--- BEGIN LISTING ---

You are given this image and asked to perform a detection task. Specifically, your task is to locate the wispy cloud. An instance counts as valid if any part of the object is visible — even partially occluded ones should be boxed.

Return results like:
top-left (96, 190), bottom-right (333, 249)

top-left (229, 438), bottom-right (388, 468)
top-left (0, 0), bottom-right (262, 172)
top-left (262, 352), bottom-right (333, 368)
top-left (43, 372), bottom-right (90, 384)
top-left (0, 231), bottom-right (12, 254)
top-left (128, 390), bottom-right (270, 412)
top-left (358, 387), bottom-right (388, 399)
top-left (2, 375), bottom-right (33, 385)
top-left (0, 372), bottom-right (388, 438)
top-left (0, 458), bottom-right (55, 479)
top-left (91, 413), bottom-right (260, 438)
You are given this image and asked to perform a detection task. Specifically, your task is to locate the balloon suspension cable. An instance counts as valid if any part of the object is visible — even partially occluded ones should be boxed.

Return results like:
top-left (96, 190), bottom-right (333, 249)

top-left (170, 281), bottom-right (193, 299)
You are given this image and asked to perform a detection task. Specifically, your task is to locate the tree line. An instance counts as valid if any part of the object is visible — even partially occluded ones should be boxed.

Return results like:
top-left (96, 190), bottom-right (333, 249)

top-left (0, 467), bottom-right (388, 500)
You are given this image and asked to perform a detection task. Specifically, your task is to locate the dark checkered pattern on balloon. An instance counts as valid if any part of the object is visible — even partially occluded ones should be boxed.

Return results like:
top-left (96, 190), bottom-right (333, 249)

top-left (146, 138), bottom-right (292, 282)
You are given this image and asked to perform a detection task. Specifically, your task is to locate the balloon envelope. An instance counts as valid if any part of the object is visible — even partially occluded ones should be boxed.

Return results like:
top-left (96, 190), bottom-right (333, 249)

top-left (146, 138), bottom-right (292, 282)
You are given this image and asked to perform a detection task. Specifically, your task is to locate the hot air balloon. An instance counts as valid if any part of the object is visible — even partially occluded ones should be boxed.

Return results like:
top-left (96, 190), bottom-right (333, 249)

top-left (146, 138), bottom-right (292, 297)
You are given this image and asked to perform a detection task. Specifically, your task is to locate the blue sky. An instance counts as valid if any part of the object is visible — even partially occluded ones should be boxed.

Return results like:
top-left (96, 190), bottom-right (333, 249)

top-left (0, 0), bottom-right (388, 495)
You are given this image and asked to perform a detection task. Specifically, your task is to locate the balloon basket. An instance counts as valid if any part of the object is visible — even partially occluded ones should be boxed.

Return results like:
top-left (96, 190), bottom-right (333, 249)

--- END LISTING ---

# [SHORT EXERCISE]
Starting at the beginning of the material and continuing through the line with "top-left (0, 467), bottom-right (388, 500)", put each line into a Markdown table with a column Row for its row number and a column Text for the line itself. Leave out blank lines.

# [WORKED ANSWER]
| Row | Text |
|---|---|
| 1 | You are given this image and asked to perform a detection task. Specifically, your task is to locate the wispy cloud. An instance counts as valid if any part of the object is visible — even partially occluded ones should be boxed. |
| 2 | Return results like: |
| 3 | top-left (96, 190), bottom-right (333, 249) |
| 4 | top-left (229, 438), bottom-right (388, 468) |
| 5 | top-left (0, 0), bottom-right (262, 172) |
| 6 | top-left (262, 352), bottom-right (333, 368) |
| 7 | top-left (43, 372), bottom-right (90, 384) |
| 8 | top-left (0, 231), bottom-right (12, 254) |
| 9 | top-left (128, 390), bottom-right (270, 412) |
| 10 | top-left (358, 387), bottom-right (388, 399) |
| 11 | top-left (2, 375), bottom-right (33, 385) |
| 12 | top-left (0, 372), bottom-right (388, 438) |
| 13 | top-left (0, 458), bottom-right (55, 479) |
| 14 | top-left (91, 413), bottom-right (260, 438) |
| 15 | You are given this image and asked to perform a detection task. Specifically, your task is to locate the balloon suspension cable. An instance counts as valid if any part of the object is visible — even partially occluded ones should be boxed. |
| 16 | Return results like: |
| 17 | top-left (96, 190), bottom-right (333, 249) |
| 18 | top-left (170, 281), bottom-right (193, 299) |
| 19 | You are given this image and asked to perform a detection task. Specifically, your task is to locate the tree line. An instance counts as valid if any part of the object is visible — even partially occluded ones should be boxed. |
| 20 | Return results like: |
| 21 | top-left (96, 190), bottom-right (333, 249) |
| 22 | top-left (0, 467), bottom-right (388, 500) |